TASKS:
[1] List every mountain that the White Mountains post says the writer and Jessica had climbed before this trip, together with the location the post gives for each.
[2] Reproduce verbatim the portion of the White Mountains post starting at "Saturday, July 14, 2018" and ending at "periodically amongst them.".

SELECTION:
+ + + + + + +

Saturday, July 14, 2018

White Mountains

No, the mountains aren’t called the White Mountains because they’re covered in snow even in during the heatwave that is grasping the Northeast, but rather these mountains of New Hampshire are named such because of the granite faces that show periodically amongst them.

After being in a couple of cities, Jessica and I decided a few days camping out would be a great way to see part of New Hampshire. The White Mountains is a huge National Forest with lots of small campgrounds, but because of the 90+ degree weather, we opted for one of the few campsites in the park with showers! We stayed at a campground named after an early logger in the area, Jigger Johnson, but yes, during the summer months, his name reminded us way too much of the little red bugs. Our camp host was kind, gracious and helpful. He suggested a few hikes for us to try and let us borrow his trail book.


Jessica and I love taking on challenges. We’ve climbed Snowdon in Wales, Ben Nevis in Scotland, LeConte in the Smokies, and Scott at Crater Lake. Mount Washington seemed like the next great challenge. Our camp host had said it was “the” hike and that he had done it several times. But then, I began reading the trail guide. Not only did their seem to be a large possibility of getting lost, but many of the descriptions included descriptions like slippery, cliff edges, and rocky scrambles. It also seemed like an incredibly long journey by usual standards, and Jessica and I know our timing is not up to usual standards. We take frequent breaks, snap lots of photos and carefully plant our feet, so we always round up when looking at the time suggested. The ranger at the welcome station had just looked at us at said, “it’s extremely strenuous.” When I mentioned to the camp host that we didn’t think we were up for it, he said he thought that was a good choice, especially with the heat.

Sure, a little disappointed, but realizing it was probably for the best, and that we had made a smart decision, we decided to climb another, much more reasonable peak in the park: Mount Chocorua. Packed with plenty of water and bug spray, we took off up the trail. Much of the hike was pleasant, among the trees and over roots and pine straw.  But as the path continued upward, the path became more and more rock. The top of the mountain, just above the tree line, was sheer rock. No, we didn’t have to truly rock climb, but there was certainly rock scramble involved. It is also harder to follow a trail that is only on rock. So, after a few wrong turns, we made it to the summit where we could see for miles in all directions. Although the sky wasn’t crystal clear, some of our other summits in our time together had been amongst only clouds with no views, so we certainly couldn’t complain about this view! Despite the high point, we were overrun with obnoxious bugs, making our plans of a relaxing lunch atop the mountain less than ideal. But a short ways down the mountain, the crowds were fewer as were the bugs! Our short legs struggle with down just as much as up, so it took us about as long to go down the mountain as it did to go up it. It was a great hike, though, and well worth the beautiful views! It also was a good reminder that we should not attempt Mount Washington (at least not on this trip!).

+ + + + + + +

DATA LINES:
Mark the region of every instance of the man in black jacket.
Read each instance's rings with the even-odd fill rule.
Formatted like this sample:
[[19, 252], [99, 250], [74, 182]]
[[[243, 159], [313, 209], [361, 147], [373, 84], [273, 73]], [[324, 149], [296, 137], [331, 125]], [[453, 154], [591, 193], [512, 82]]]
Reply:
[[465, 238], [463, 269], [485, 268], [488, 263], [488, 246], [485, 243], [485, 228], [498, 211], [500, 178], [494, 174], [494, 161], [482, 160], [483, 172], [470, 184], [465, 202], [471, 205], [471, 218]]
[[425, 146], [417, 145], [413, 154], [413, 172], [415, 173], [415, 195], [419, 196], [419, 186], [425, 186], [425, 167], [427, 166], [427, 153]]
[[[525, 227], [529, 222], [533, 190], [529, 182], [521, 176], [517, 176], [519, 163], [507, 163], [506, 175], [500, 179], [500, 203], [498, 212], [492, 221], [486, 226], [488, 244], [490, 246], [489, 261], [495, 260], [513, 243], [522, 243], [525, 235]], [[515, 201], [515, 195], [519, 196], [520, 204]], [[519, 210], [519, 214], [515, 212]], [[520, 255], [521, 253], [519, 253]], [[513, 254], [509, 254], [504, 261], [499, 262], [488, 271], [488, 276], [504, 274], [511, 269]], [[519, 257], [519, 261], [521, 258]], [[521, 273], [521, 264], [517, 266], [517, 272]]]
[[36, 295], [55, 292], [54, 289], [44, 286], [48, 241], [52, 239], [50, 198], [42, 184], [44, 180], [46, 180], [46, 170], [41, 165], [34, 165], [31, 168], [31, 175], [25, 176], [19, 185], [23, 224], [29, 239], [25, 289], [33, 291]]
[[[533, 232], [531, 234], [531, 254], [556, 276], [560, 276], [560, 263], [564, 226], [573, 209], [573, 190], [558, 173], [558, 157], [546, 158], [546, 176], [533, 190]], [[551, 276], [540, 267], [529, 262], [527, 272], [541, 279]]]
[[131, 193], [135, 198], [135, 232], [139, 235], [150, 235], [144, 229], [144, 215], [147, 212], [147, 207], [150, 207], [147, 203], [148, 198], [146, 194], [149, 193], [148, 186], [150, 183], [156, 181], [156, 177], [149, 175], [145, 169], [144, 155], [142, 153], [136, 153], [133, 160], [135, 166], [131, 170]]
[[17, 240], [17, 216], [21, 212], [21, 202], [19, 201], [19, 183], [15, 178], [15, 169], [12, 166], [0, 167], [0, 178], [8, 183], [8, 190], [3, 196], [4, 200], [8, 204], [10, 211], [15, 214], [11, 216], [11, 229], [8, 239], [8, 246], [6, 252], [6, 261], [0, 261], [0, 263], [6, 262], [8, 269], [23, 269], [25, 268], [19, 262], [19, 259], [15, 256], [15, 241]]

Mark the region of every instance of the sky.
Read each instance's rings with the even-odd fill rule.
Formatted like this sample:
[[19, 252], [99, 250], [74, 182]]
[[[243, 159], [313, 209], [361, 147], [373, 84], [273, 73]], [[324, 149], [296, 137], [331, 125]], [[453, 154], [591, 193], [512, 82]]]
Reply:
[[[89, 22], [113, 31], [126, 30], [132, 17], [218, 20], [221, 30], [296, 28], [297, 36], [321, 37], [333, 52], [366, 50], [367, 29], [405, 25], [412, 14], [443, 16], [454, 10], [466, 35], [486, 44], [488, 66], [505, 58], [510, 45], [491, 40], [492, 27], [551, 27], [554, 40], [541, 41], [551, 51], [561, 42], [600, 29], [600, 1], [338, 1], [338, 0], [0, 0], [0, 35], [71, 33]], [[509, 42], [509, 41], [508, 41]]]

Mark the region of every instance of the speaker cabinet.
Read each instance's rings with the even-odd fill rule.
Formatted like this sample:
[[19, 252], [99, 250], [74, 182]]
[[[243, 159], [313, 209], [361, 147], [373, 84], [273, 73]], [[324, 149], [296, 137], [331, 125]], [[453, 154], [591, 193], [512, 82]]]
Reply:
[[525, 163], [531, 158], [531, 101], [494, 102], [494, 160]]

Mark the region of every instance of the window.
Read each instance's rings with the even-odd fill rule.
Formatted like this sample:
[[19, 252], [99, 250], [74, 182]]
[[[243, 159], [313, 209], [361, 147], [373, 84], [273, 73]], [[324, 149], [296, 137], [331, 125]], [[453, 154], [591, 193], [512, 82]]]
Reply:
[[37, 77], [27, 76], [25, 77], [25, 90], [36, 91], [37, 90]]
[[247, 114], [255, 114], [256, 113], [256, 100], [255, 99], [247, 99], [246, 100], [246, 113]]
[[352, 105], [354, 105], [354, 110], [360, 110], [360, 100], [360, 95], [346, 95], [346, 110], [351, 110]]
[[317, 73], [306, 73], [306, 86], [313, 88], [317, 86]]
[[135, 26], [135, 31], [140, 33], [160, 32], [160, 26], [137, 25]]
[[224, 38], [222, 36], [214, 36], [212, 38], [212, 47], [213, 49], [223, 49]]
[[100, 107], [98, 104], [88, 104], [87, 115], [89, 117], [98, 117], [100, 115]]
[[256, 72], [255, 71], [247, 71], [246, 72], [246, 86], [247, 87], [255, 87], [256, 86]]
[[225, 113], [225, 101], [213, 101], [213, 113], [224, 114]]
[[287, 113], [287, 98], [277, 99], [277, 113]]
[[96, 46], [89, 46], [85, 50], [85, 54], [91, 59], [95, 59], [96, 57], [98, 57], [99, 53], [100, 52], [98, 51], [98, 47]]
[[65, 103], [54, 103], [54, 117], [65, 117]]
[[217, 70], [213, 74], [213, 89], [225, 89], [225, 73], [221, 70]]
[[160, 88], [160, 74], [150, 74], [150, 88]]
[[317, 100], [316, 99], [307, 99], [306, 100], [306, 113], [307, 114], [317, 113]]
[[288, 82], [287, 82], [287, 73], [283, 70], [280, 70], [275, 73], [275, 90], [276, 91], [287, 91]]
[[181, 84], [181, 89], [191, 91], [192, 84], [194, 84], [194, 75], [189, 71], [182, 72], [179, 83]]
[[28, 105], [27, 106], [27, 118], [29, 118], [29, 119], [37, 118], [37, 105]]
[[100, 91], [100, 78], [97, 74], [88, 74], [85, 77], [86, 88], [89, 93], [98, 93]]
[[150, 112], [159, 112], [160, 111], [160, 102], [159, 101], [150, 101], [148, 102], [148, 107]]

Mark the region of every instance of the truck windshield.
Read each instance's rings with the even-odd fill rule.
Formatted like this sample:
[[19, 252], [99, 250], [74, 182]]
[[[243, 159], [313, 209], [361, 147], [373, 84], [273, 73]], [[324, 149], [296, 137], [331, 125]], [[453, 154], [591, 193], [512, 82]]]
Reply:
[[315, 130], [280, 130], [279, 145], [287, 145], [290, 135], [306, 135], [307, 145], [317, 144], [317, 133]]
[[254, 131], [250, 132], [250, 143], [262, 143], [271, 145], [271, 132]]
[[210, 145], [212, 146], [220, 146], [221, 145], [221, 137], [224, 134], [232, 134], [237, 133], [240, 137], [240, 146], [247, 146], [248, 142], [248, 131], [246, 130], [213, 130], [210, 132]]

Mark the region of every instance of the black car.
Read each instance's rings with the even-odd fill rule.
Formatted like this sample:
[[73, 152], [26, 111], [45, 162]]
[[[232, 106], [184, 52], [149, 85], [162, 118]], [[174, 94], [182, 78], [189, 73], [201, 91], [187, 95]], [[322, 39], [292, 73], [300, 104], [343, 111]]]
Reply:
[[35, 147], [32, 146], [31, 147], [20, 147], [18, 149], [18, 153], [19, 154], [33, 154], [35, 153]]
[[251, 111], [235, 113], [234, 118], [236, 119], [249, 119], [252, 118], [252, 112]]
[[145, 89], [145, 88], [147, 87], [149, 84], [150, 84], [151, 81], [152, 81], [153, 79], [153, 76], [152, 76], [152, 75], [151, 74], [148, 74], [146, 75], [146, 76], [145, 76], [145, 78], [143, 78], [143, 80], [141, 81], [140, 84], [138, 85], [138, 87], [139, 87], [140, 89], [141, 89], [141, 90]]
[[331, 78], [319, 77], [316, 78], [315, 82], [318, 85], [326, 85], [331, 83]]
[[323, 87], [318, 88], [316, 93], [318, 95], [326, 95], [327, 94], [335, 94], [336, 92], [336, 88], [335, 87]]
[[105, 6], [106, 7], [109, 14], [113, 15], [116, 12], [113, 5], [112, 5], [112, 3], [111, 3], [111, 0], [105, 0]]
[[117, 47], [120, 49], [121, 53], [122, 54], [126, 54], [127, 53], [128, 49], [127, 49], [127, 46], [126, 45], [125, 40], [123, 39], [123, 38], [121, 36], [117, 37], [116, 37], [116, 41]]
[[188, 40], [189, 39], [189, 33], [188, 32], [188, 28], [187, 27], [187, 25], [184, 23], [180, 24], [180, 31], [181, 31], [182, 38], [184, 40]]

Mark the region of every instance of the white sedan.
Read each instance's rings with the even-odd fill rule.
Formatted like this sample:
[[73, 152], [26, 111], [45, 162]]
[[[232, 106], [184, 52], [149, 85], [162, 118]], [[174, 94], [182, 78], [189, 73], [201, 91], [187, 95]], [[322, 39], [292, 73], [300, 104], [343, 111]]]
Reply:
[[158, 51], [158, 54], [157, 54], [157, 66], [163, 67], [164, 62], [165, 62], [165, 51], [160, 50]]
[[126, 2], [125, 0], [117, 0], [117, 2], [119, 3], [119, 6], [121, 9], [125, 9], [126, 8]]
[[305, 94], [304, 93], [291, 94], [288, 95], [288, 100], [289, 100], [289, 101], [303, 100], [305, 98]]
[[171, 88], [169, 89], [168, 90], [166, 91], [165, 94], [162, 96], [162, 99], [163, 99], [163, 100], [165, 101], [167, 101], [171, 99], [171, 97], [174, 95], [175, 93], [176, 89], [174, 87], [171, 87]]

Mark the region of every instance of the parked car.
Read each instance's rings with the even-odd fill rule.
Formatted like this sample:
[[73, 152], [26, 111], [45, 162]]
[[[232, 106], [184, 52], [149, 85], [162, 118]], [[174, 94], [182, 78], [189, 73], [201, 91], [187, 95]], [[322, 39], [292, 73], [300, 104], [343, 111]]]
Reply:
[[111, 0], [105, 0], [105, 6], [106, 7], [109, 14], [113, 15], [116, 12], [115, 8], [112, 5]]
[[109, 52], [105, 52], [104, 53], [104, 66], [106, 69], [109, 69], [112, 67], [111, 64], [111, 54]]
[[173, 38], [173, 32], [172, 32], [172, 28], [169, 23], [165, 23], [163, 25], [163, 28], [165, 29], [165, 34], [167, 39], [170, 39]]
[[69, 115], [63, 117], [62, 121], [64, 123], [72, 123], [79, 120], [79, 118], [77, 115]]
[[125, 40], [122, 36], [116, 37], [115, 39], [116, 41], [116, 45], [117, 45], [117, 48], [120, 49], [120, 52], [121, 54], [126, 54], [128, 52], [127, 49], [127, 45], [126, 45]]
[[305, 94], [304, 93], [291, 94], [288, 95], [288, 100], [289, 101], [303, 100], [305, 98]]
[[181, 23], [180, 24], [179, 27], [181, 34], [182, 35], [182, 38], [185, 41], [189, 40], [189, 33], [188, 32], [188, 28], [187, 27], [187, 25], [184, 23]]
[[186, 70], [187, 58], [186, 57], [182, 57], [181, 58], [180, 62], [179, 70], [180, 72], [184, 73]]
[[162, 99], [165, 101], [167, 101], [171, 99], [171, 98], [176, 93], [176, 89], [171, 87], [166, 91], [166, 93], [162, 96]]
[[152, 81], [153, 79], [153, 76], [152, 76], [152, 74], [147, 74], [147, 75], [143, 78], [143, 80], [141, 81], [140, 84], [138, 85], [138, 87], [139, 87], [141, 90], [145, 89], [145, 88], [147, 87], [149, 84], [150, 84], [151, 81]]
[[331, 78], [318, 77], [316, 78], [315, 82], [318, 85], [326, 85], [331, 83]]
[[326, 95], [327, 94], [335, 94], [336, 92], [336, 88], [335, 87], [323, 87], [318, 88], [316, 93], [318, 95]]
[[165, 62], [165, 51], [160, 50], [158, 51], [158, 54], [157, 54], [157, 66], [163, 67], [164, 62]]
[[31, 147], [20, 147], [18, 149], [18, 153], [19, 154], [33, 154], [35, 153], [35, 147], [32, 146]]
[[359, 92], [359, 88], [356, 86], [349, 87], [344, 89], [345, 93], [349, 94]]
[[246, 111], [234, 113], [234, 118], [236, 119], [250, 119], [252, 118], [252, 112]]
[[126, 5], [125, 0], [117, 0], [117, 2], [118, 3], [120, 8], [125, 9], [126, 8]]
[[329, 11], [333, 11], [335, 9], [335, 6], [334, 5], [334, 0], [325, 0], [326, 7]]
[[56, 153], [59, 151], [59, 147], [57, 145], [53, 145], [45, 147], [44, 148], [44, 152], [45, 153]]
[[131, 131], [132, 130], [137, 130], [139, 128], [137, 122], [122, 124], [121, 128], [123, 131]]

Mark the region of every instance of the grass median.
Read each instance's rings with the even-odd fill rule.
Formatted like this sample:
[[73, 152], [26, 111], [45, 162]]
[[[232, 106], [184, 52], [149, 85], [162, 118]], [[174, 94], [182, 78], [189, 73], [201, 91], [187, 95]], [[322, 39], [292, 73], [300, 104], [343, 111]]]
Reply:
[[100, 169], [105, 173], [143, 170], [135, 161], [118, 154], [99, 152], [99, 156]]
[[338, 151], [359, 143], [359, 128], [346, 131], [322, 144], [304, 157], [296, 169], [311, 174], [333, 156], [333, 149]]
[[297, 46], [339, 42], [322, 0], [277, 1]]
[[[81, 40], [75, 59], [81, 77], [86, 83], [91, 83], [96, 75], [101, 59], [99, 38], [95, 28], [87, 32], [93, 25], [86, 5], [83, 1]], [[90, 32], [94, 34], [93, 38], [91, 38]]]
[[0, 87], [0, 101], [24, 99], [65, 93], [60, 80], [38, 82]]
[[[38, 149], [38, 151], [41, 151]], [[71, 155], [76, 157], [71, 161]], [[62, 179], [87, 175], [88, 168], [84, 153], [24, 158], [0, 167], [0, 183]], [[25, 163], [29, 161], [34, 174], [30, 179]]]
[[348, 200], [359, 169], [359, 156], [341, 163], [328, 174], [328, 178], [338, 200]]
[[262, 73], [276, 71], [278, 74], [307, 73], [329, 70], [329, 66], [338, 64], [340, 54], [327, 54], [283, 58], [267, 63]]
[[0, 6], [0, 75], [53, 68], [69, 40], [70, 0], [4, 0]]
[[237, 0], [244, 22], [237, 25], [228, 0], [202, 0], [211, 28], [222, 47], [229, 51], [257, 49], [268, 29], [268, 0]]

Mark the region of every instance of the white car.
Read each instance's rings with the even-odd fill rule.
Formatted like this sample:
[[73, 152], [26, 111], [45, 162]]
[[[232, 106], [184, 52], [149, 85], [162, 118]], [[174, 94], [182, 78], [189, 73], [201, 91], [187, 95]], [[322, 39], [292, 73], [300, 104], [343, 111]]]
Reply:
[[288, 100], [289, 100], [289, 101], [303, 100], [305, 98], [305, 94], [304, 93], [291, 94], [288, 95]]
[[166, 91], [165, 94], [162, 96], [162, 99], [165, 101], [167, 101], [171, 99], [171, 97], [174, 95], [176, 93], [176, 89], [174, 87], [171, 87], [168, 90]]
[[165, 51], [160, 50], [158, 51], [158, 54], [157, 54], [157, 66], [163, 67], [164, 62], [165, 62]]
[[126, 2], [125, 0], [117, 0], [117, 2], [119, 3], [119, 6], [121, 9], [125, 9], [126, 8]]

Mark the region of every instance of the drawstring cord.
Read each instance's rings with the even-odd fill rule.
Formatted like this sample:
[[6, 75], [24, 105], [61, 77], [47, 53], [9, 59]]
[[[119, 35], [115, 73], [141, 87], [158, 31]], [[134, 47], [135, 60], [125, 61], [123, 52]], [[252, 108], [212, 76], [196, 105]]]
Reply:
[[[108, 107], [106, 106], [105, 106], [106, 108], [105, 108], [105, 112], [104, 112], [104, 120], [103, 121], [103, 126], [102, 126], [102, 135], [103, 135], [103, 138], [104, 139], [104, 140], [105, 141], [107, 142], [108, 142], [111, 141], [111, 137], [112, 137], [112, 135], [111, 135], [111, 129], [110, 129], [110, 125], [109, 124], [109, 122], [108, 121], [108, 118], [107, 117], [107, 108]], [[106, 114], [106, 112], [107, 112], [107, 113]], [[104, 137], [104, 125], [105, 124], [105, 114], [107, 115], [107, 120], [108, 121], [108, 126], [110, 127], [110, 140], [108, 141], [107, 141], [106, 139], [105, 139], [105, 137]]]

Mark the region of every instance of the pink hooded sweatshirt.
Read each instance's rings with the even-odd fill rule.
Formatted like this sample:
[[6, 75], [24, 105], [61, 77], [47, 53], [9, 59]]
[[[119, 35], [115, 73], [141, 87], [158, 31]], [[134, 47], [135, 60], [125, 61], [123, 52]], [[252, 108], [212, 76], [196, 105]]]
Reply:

+ + + + + + +

SOLUTIONS TO THE TASKS:
[1]
- Snowdon, in Wales
- Ben Nevis, in Scotland
- LeConte, in the Smokies
- Scott, at Crater Lake

[2]
Saturday, July 14, 2018

White Mountains

No, the mountains aren’t called the White Mountains because they’re covered in snow even in during the heatwave that is grasping the Northeast, but rather these mountains of New Hampshire are named such because of the granite faces that show periodically amongst them.